The trial began on 26 March 2002. Charbonneau received constant death threats from the Hells Angels during the trial and was under 24-hour police guard. The trial was a bitter clash of wills as the journalists Julian Sher and William Marsden wrote: "The trial did not go smoothly. It was  four weeks of acid and vinegar. Charbonneau fought for every inch of what she gained. Larochelle tried to rally, but it was clear he was uncomfortable with the Crown's aggression...Not a sarcastic gesture or comment went unpunished. If he signed or shrugged, ooohed or aahed as he cross-examined Gagné, she repeatedly objected to his sarcasm". Charbonneau stated that Boucher was a killer and she was determined to see him convicted, regarding the trial as a sort of "war" against Larochelle and Boucher.

Charbonneau had the Hells Angels excluded the courtroom to prevent intimidation of the jury as she noticed at the first trial that jury seemed nervous at the presence of Hells Angels in the courtroom wearing their death's head patches on their biker vests. Charbonnneau did not permit joking in the courtroom and objected every time that Larcholle called Boucher "Mom" in an attempt to make him seem lovable, insisting that he be addressed as Monsieur Boucher. Charbonneau stated: "I am a woman of conviction. I don't play". Charbonneau regarded Larochelle as an arrogant grand seigneur, the type of lawyer who used to order her to get coffee when she was a legal secretary in the 1970s, and thought he had underestimated her because she was a woman. Charbonneau was convinced that Larochlle would blunder at some point and she carefully observed him, watching for any mistake on his part.

• [Supplied information]
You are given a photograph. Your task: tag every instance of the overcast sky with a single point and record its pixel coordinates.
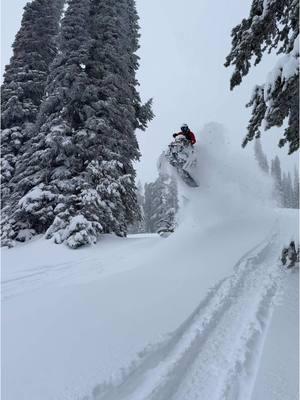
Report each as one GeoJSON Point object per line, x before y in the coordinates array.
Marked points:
{"type": "Point", "coordinates": [183, 49]}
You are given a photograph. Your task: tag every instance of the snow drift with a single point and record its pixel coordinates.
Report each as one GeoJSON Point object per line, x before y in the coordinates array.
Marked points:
{"type": "Point", "coordinates": [138, 317]}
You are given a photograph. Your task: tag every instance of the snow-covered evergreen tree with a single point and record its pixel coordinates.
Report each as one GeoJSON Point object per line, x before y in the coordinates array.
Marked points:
{"type": "Point", "coordinates": [260, 156]}
{"type": "Point", "coordinates": [24, 82]}
{"type": "Point", "coordinates": [287, 191]}
{"type": "Point", "coordinates": [272, 24]}
{"type": "Point", "coordinates": [296, 188]}
{"type": "Point", "coordinates": [139, 225]}
{"type": "Point", "coordinates": [149, 210]}
{"type": "Point", "coordinates": [277, 181]}
{"type": "Point", "coordinates": [80, 180]}
{"type": "Point", "coordinates": [161, 204]}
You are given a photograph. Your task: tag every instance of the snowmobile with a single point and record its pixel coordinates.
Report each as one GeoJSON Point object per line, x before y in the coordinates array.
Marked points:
{"type": "Point", "coordinates": [181, 155]}
{"type": "Point", "coordinates": [289, 255]}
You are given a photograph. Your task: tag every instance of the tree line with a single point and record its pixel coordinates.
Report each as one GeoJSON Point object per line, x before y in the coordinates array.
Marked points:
{"type": "Point", "coordinates": [70, 109]}
{"type": "Point", "coordinates": [285, 187]}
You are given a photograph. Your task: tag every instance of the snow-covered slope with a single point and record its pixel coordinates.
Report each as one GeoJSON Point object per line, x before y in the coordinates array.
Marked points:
{"type": "Point", "coordinates": [194, 316]}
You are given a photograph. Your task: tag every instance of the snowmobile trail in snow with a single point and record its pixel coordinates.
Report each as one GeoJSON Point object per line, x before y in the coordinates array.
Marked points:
{"type": "Point", "coordinates": [214, 354]}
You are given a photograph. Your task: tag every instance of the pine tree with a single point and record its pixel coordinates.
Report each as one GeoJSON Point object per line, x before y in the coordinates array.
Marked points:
{"type": "Point", "coordinates": [296, 188]}
{"type": "Point", "coordinates": [260, 156]}
{"type": "Point", "coordinates": [287, 191]}
{"type": "Point", "coordinates": [149, 210]}
{"type": "Point", "coordinates": [272, 24]}
{"type": "Point", "coordinates": [139, 225]}
{"type": "Point", "coordinates": [161, 205]}
{"type": "Point", "coordinates": [80, 181]}
{"type": "Point", "coordinates": [24, 82]}
{"type": "Point", "coordinates": [277, 179]}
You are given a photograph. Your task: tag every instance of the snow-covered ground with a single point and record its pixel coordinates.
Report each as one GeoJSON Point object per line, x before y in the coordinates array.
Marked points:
{"type": "Point", "coordinates": [207, 313]}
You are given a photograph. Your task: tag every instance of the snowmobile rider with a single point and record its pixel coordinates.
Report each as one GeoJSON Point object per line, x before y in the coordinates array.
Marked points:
{"type": "Point", "coordinates": [187, 133]}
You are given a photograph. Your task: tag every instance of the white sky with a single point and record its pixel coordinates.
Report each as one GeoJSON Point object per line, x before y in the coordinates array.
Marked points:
{"type": "Point", "coordinates": [183, 49]}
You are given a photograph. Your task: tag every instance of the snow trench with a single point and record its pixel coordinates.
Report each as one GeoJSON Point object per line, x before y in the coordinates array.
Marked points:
{"type": "Point", "coordinates": [214, 354]}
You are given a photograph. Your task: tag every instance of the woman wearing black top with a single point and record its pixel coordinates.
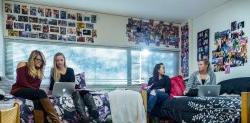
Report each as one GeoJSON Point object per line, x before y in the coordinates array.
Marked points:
{"type": "Point", "coordinates": [159, 87]}
{"type": "Point", "coordinates": [61, 73]}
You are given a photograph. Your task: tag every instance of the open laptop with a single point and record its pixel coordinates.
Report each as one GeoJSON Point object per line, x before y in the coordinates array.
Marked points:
{"type": "Point", "coordinates": [63, 88]}
{"type": "Point", "coordinates": [208, 90]}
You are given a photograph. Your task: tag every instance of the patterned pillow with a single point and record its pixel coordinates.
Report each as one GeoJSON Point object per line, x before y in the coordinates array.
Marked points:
{"type": "Point", "coordinates": [80, 80]}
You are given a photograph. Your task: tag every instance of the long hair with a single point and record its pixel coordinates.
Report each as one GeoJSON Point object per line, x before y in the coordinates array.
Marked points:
{"type": "Point", "coordinates": [155, 72]}
{"type": "Point", "coordinates": [32, 70]}
{"type": "Point", "coordinates": [206, 62]}
{"type": "Point", "coordinates": [55, 72]}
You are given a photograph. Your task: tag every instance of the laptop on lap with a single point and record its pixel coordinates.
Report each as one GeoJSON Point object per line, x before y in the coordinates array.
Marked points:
{"type": "Point", "coordinates": [208, 90]}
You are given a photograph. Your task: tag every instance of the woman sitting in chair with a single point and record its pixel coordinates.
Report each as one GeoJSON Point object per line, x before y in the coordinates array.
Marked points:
{"type": "Point", "coordinates": [28, 80]}
{"type": "Point", "coordinates": [61, 73]}
{"type": "Point", "coordinates": [159, 87]}
{"type": "Point", "coordinates": [204, 76]}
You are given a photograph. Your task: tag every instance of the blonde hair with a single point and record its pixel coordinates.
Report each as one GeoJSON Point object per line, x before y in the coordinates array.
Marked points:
{"type": "Point", "coordinates": [32, 70]}
{"type": "Point", "coordinates": [55, 72]}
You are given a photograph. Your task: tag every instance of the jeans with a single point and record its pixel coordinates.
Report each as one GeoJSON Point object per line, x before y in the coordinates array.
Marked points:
{"type": "Point", "coordinates": [155, 97]}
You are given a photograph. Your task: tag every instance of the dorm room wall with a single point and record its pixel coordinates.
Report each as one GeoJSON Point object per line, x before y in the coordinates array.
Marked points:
{"type": "Point", "coordinates": [220, 19]}
{"type": "Point", "coordinates": [111, 31]}
{"type": "Point", "coordinates": [1, 41]}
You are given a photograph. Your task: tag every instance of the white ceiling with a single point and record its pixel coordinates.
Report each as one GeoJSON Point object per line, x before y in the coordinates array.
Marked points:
{"type": "Point", "coordinates": [168, 10]}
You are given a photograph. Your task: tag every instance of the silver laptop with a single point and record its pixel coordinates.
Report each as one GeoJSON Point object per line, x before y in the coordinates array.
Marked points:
{"type": "Point", "coordinates": [208, 90]}
{"type": "Point", "coordinates": [63, 88]}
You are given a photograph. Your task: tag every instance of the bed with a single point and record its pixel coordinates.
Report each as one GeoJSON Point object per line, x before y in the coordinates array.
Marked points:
{"type": "Point", "coordinates": [65, 108]}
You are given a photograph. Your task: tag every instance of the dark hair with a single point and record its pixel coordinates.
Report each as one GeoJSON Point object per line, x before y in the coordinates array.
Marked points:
{"type": "Point", "coordinates": [155, 72]}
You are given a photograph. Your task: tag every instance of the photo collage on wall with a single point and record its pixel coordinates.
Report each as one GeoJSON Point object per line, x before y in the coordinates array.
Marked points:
{"type": "Point", "coordinates": [152, 32]}
{"type": "Point", "coordinates": [203, 45]}
{"type": "Point", "coordinates": [42, 22]}
{"type": "Point", "coordinates": [230, 48]}
{"type": "Point", "coordinates": [185, 50]}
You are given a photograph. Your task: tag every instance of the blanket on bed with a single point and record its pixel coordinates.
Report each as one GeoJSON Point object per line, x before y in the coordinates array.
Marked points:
{"type": "Point", "coordinates": [222, 109]}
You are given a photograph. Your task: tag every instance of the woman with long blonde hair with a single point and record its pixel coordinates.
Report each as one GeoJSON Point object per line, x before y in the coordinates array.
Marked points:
{"type": "Point", "coordinates": [61, 73]}
{"type": "Point", "coordinates": [28, 79]}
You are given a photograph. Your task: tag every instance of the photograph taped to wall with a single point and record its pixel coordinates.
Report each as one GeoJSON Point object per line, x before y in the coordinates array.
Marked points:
{"type": "Point", "coordinates": [230, 48]}
{"type": "Point", "coordinates": [25, 9]}
{"type": "Point", "coordinates": [54, 29]}
{"type": "Point", "coordinates": [24, 34]}
{"type": "Point", "coordinates": [45, 28]}
{"type": "Point", "coordinates": [23, 18]}
{"type": "Point", "coordinates": [79, 16]}
{"type": "Point", "coordinates": [8, 7]}
{"type": "Point", "coordinates": [48, 12]}
{"type": "Point", "coordinates": [80, 39]}
{"type": "Point", "coordinates": [33, 19]}
{"type": "Point", "coordinates": [36, 27]}
{"type": "Point", "coordinates": [43, 35]}
{"type": "Point", "coordinates": [33, 10]}
{"type": "Point", "coordinates": [203, 45]}
{"type": "Point", "coordinates": [39, 18]}
{"type": "Point", "coordinates": [13, 33]}
{"type": "Point", "coordinates": [33, 35]}
{"type": "Point", "coordinates": [150, 31]}
{"type": "Point", "coordinates": [55, 13]}
{"type": "Point", "coordinates": [17, 8]}
{"type": "Point", "coordinates": [9, 24]}
{"type": "Point", "coordinates": [43, 20]}
{"type": "Point", "coordinates": [28, 27]}
{"type": "Point", "coordinates": [40, 11]}
{"type": "Point", "coordinates": [11, 17]}
{"type": "Point", "coordinates": [185, 50]}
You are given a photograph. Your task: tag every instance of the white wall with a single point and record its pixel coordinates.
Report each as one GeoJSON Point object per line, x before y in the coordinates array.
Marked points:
{"type": "Point", "coordinates": [220, 19]}
{"type": "Point", "coordinates": [1, 41]}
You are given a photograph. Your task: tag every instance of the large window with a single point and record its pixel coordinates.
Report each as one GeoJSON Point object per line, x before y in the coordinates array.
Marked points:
{"type": "Point", "coordinates": [102, 65]}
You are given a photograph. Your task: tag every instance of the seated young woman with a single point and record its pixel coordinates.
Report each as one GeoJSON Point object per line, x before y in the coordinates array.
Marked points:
{"type": "Point", "coordinates": [158, 87]}
{"type": "Point", "coordinates": [28, 80]}
{"type": "Point", "coordinates": [204, 76]}
{"type": "Point", "coordinates": [61, 73]}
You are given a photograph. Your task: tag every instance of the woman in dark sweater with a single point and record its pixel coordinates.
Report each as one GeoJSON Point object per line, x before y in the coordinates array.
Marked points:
{"type": "Point", "coordinates": [159, 87]}
{"type": "Point", "coordinates": [28, 80]}
{"type": "Point", "coordinates": [61, 73]}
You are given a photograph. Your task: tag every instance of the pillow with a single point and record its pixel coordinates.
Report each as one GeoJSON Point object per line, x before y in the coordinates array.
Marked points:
{"type": "Point", "coordinates": [80, 81]}
{"type": "Point", "coordinates": [235, 86]}
{"type": "Point", "coordinates": [177, 86]}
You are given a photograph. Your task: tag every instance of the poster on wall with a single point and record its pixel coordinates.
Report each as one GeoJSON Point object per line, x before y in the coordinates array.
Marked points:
{"type": "Point", "coordinates": [24, 20]}
{"type": "Point", "coordinates": [230, 48]}
{"type": "Point", "coordinates": [185, 50]}
{"type": "Point", "coordinates": [152, 32]}
{"type": "Point", "coordinates": [203, 45]}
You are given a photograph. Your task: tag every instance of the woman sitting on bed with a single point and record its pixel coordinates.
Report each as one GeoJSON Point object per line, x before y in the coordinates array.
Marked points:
{"type": "Point", "coordinates": [61, 73]}
{"type": "Point", "coordinates": [28, 80]}
{"type": "Point", "coordinates": [204, 76]}
{"type": "Point", "coordinates": [159, 87]}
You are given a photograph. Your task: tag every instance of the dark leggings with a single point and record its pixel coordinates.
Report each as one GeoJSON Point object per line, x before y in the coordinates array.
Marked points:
{"type": "Point", "coordinates": [32, 94]}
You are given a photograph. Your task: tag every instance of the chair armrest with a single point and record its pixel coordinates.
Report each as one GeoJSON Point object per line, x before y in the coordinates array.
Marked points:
{"type": "Point", "coordinates": [245, 107]}
{"type": "Point", "coordinates": [144, 98]}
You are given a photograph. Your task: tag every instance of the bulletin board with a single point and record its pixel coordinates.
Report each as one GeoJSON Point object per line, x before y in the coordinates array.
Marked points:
{"type": "Point", "coordinates": [230, 48]}
{"type": "Point", "coordinates": [185, 50]}
{"type": "Point", "coordinates": [31, 21]}
{"type": "Point", "coordinates": [203, 45]}
{"type": "Point", "coordinates": [152, 32]}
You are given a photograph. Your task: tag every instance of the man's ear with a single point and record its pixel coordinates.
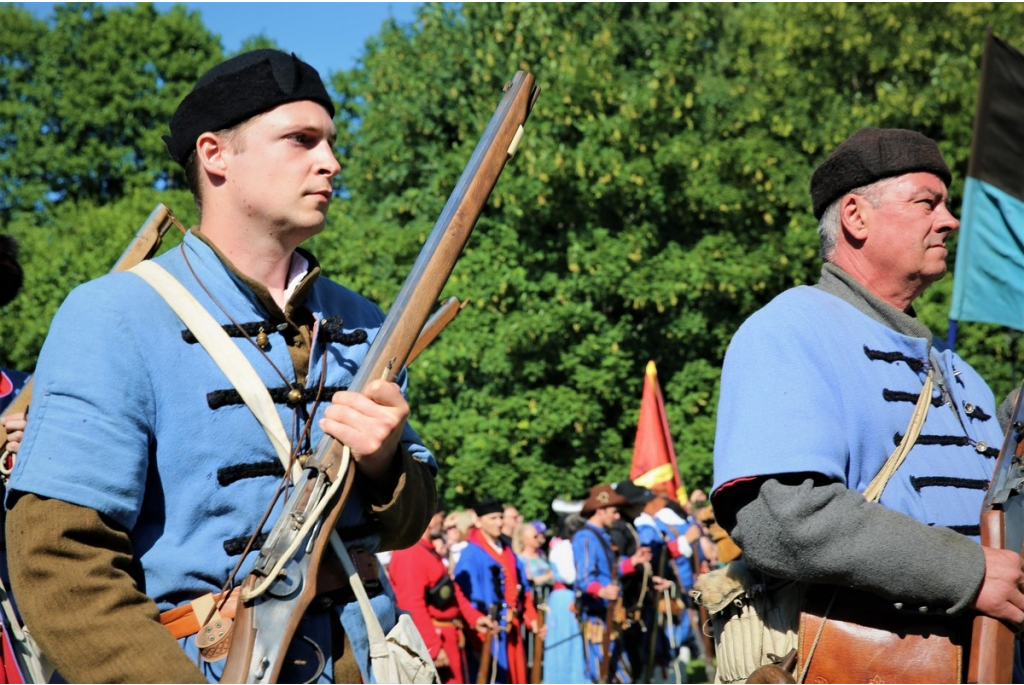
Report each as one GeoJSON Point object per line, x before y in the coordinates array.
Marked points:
{"type": "Point", "coordinates": [210, 150]}
{"type": "Point", "coordinates": [854, 213]}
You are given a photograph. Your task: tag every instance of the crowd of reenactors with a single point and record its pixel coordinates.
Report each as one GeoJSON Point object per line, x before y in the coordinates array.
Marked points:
{"type": "Point", "coordinates": [601, 595]}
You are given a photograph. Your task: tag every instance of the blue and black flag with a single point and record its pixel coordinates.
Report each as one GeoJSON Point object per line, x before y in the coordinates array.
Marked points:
{"type": "Point", "coordinates": [989, 276]}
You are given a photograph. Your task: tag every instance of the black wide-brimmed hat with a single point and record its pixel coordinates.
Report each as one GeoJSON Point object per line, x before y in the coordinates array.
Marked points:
{"type": "Point", "coordinates": [601, 497]}
{"type": "Point", "coordinates": [488, 506]}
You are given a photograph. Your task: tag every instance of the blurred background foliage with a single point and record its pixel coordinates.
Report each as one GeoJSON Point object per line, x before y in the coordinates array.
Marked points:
{"type": "Point", "coordinates": [659, 197]}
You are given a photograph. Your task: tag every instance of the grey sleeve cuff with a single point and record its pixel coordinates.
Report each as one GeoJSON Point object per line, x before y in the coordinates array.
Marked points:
{"type": "Point", "coordinates": [829, 533]}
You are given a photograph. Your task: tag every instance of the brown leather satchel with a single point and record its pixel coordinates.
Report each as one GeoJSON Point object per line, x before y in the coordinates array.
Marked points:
{"type": "Point", "coordinates": [854, 637]}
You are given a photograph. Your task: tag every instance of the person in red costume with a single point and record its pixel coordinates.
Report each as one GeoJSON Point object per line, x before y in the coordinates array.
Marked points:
{"type": "Point", "coordinates": [424, 589]}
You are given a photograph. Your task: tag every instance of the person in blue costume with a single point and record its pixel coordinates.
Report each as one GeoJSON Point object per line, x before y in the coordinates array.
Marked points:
{"type": "Point", "coordinates": [653, 641]}
{"type": "Point", "coordinates": [563, 655]}
{"type": "Point", "coordinates": [143, 481]}
{"type": "Point", "coordinates": [598, 582]}
{"type": "Point", "coordinates": [495, 597]}
{"type": "Point", "coordinates": [818, 388]}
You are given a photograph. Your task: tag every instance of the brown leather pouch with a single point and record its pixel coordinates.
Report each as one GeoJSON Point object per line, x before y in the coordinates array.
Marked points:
{"type": "Point", "coordinates": [864, 639]}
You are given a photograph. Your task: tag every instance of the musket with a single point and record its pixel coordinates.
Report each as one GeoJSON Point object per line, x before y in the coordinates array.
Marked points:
{"type": "Point", "coordinates": [440, 318]}
{"type": "Point", "coordinates": [1001, 527]}
{"type": "Point", "coordinates": [283, 581]}
{"type": "Point", "coordinates": [143, 246]}
{"type": "Point", "coordinates": [486, 649]}
{"type": "Point", "coordinates": [538, 670]}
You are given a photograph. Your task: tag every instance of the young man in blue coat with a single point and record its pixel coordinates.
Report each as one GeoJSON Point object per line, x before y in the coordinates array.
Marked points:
{"type": "Point", "coordinates": [143, 482]}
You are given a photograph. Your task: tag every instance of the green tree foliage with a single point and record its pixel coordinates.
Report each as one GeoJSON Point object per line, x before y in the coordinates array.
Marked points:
{"type": "Point", "coordinates": [659, 196]}
{"type": "Point", "coordinates": [85, 98]}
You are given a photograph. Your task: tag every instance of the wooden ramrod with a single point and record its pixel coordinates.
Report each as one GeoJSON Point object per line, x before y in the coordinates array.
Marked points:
{"type": "Point", "coordinates": [265, 624]}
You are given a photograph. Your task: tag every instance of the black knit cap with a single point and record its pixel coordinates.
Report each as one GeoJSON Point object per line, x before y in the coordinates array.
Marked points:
{"type": "Point", "coordinates": [239, 89]}
{"type": "Point", "coordinates": [870, 155]}
{"type": "Point", "coordinates": [488, 506]}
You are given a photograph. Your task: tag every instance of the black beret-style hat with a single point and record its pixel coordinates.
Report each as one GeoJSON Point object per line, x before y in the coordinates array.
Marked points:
{"type": "Point", "coordinates": [870, 155]}
{"type": "Point", "coordinates": [239, 89]}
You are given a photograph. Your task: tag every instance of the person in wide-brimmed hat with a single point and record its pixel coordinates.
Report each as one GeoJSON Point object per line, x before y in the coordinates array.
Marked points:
{"type": "Point", "coordinates": [496, 596]}
{"type": "Point", "coordinates": [599, 570]}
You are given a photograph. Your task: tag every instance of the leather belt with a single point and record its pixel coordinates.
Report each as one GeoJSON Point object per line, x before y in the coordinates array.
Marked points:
{"type": "Point", "coordinates": [332, 584]}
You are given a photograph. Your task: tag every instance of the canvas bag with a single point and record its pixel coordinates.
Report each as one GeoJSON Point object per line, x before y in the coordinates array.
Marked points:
{"type": "Point", "coordinates": [400, 656]}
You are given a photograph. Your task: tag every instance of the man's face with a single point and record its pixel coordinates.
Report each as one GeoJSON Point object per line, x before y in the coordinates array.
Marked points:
{"type": "Point", "coordinates": [491, 524]}
{"type": "Point", "coordinates": [906, 234]}
{"type": "Point", "coordinates": [280, 168]}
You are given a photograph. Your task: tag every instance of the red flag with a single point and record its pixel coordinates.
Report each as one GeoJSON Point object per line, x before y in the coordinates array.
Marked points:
{"type": "Point", "coordinates": [653, 457]}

• [Given problem A]
Answer these questions about the trial excerpt above:
(i) On what date did the trial begin?
(ii) How did Charbonneau insist that Boucher be addressed in the courtroom?
(iii) What job did Charbonneau hold in the 1970s?
• [Given problem B]
Report each line of the records above that contains the string "leather". Case counts.

• [Exercise solution A]
(i) 26 March 2002
(ii) As Monsieur Boucher
(iii) Legal secretary

• [Exercise solution B]
You are given a photograph. Your task: tag every instance of the brown leather satchel with a single point and record its pixel coordinates.
You are given a photograph. Your task: tag every instance of the brown leather pouch with a single point and record its pixel coordinates.
You are given a photograph. Your task: tag every instance of the leather belt with a single point and record its pixel coordinates.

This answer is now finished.